#### Problem A
In the passage on collocation learning below, how many students took part in Experiment 2?
#### Problem B
Continue the collocation study passage below, picking up after its final sentence.

This study examined how short-term and long-term retention of two types of collocations (verb-noun and adjective-noun) was affected by the learning context. The experimental research design of the study involved two major experiments. In Experiment 1 (EX1), 109 male Emirati college students were randomly assigned to an experimental group (task-based activities) or a control group (mainstream exercises). EX1 involved 20 verb-noun collocations and consisted of two sub-experiments. In experiment 1a both the control and experimental groups were exposed to 20 verb-noun collocations four times. To clarify the effects of the instructional context, a second experiment (EX1b) was conducted where participants encountered the same collocations four times for the experimental group and eight times for the control group.

As for Experiment 2 (EX2), it involved 108 male Emirati college students and targeted 20 adjective-noun collocations, and similarly, in Experiment 2a, both the control and experimental groups encountered the adjective-noun collocations 4 times, whereas Experiment 2b offered the experimental and control groups four and eight collocation encounters, respectively.

The treatment consisted of exposing participants in both experiments to the target collocations using two different teaching methods. The experimental groups used four task-based activities that presented collocations as whole units (Ellis’s, 2003 chunking principle) while the control groups used mainstream textbook exercises to learn these sequences, breaking them down into their two constituents (verb + noun and adjective + noun). The experiment was carried out over a two-hour period during students’ regular English classes.

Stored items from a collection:
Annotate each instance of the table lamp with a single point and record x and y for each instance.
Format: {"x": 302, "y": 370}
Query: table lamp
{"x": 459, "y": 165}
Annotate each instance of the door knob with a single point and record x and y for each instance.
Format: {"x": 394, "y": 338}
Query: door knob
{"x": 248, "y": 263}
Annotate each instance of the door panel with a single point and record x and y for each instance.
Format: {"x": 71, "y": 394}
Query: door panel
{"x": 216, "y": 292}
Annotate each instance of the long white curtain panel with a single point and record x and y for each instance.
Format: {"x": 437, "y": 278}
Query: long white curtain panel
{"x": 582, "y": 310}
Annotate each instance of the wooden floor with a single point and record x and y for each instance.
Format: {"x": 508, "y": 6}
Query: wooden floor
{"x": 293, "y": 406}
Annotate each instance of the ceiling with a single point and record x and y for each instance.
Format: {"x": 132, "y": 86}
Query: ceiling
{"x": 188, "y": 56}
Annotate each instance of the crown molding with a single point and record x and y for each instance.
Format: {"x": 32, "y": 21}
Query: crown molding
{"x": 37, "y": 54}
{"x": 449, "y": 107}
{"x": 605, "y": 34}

* * *

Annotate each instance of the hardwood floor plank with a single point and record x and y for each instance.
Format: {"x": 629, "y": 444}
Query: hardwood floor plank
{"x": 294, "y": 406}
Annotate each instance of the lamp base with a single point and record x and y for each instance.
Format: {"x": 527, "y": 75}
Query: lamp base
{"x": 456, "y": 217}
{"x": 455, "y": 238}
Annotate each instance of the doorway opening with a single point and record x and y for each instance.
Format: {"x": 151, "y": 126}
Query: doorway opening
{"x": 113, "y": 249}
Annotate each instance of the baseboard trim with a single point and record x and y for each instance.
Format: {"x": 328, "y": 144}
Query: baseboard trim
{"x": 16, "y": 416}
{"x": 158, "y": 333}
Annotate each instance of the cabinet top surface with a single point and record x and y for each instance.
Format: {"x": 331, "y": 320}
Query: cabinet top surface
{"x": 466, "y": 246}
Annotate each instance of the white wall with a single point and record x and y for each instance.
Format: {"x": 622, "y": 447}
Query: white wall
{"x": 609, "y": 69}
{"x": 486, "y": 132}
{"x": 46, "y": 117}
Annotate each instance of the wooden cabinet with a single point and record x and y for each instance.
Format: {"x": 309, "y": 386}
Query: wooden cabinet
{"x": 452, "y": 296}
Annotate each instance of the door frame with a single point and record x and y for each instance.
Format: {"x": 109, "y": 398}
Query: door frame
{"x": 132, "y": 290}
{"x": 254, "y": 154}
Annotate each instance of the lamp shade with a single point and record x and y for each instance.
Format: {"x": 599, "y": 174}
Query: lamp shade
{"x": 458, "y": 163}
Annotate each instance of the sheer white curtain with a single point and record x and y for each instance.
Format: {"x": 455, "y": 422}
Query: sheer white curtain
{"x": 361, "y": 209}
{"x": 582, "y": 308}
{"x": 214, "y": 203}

#### Response A
108 male Emirati college students.

#### Response B
The results showed that the experimental group learners in both EX1 and EX2 who used task-based activities to learn the collocations, and were exposed to these sequences four times only as whole units, further outscored their control group peers in all collocation measurements. Statistical analysis of participants’ test responses also showed that the long-term receptive knowledge category of the target verb-noun and adjective-noun collocations in both experiments was higher than the productive knowledge for all experimental groups.

This study fills a gap in the research about the importance of the quality of encounter vs. the quantity of encounter in collocation learning and identifies an instructional method that is optimal for learning. The overall results suggest that task-based activities were superior to mainstream exercises and that the quality of encounter appears to be more important than the number of encounter in collocation learning; four highly interactive tasks presenting collocations as whole units, with only four encounters, could be more effective to retain unknown collocations than mainstream exercises (e.g., matching and fill-in) that offered learners eight encounters to the collocations broken down into their constituents.

The implications for teachers may be that task-based activities, exposing learners to collocations as whole units, should be part of their language instructional pedagogy if they want learners to retain collocations in their long-term memory. For material designers, a well-balanced course would be one that prioritises collocations as chinks through interactive task-based activities.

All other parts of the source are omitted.